START The data

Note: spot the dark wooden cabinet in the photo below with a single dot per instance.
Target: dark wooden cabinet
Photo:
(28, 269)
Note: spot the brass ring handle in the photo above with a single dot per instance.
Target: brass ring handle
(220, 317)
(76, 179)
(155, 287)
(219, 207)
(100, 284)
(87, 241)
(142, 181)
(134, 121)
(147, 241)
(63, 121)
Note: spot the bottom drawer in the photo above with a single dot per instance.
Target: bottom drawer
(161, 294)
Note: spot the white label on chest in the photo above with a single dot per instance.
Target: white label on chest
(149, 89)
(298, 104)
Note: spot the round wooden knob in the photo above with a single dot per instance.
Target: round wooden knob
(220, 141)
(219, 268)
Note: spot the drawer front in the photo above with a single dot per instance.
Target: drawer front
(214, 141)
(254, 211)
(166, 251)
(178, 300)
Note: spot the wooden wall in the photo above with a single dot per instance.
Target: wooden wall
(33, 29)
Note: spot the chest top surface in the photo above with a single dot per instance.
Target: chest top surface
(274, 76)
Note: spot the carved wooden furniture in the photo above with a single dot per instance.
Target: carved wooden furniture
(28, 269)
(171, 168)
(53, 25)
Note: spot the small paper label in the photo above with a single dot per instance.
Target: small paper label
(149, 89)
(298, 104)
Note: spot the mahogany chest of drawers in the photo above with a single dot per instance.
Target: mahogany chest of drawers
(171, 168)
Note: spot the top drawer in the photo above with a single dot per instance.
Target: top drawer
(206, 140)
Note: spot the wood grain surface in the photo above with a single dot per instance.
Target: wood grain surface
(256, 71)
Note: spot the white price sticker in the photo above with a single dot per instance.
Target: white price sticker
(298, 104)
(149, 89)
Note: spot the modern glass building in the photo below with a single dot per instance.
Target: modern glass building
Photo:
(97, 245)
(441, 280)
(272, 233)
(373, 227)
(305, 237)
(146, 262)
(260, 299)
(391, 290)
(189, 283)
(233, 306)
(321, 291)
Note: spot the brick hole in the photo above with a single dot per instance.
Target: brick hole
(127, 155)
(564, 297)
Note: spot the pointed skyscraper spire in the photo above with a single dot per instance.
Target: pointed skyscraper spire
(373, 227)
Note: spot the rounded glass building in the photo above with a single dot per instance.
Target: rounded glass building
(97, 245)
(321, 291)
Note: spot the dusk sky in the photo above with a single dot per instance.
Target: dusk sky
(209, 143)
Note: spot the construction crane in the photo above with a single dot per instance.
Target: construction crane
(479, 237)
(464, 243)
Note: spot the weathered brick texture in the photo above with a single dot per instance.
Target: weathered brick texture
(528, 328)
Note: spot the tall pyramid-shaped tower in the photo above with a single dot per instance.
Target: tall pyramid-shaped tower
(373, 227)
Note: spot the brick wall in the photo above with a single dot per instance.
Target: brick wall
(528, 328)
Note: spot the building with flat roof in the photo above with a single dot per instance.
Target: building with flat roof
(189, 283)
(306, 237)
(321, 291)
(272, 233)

END The data

Problem requirements: Copy the records exactly.

Answer space:
Note: spot the dark wooden cabinet in the photo below with a single dot per instance.
Target: dark wooden cabinet
Photo:
(28, 269)
Note: spot the brass ring handle in the photo above with a single dot per instance.
Target: brass ring handle
(220, 317)
(76, 179)
(155, 287)
(219, 207)
(100, 284)
(87, 241)
(142, 181)
(134, 121)
(147, 241)
(63, 121)
Note: spot the bottom drawer in the photo above with a single dot per instance.
Target: bottom drawer
(161, 294)
Note: spot the white label on chest in the photo above with a single dot per instance.
Target: white label on chest
(149, 89)
(298, 104)
Note: spot the round wooden knob in the photo above with a single dot per instance.
Target: round wooden knob
(220, 141)
(219, 268)
Note: spot the drawer front in the photo above with a single dot per instance.
Target: drawer front
(214, 141)
(254, 211)
(166, 251)
(178, 300)
Note: spot the wooden wall in the photo above with a single dot per instance.
Target: wooden wall
(33, 29)
Note: spot the chest top surface in the photo above with a single dot per instance.
Target: chest top surface
(274, 76)
Note: spot the carved wooden furniture in the photo above with a single dot per instance.
Target: carved wooden furniture
(28, 269)
(171, 168)
(53, 25)
Note: spot the small paper label in the photo above with a single dot per instance.
Target: small paper label
(149, 89)
(298, 104)
Note: spot the mahogany chest of drawers in the photo above with a single dot per instance.
Target: mahogany chest of drawers
(171, 168)
Note: spot the top drawer in the photo above with a single dot per instance.
Target: top drawer
(206, 140)
Note: spot the wood grain surface in the photo above with a single dot per instance.
Target: wood grain surface
(256, 71)
Note: spot the white price sticker in the photo above with a single dot per instance.
Target: white price sticker
(298, 104)
(149, 89)
Note: spot the modern glass building in the photo below with a single dot per instance.
Target: modern glass building
Photo:
(97, 245)
(441, 280)
(272, 233)
(373, 227)
(305, 237)
(146, 262)
(260, 299)
(391, 290)
(189, 283)
(233, 306)
(321, 291)
Note: spot the brick hole in the photo above with a single dot per instance.
Target: brick hole
(127, 155)
(564, 297)
Note: spot the pointed skyscraper spire in the photo above with a single dot per instance.
Target: pointed skyscraper spire
(373, 227)
Note: spot the rounded glass building in the photo above with a single dot per instance.
Target: rounded glass building
(97, 245)
(321, 291)
Note: spot the dusk sky in the photo above with a single dot per instance.
Target: dusk sky
(209, 143)
Note: spot the construction crane in the photo above with a single dot per instance.
Target: construction crane
(479, 237)
(464, 243)
Note: spot the weathered brick texture in the photo above with a single dot per instance.
Target: weathered brick texture
(528, 328)
Note: spot the tall pyramid-shaped tower in the photo above with a single dot per instance.
Target: tall pyramid-shaped tower
(373, 227)
Note: spot the brick wall in the photo above with a single dot per instance.
Target: brick wall
(528, 328)
Note: spot the building with flat roof in the photo above with a single dot per instance.
Target: building with flat roof
(189, 283)
(306, 237)
(321, 291)
(272, 233)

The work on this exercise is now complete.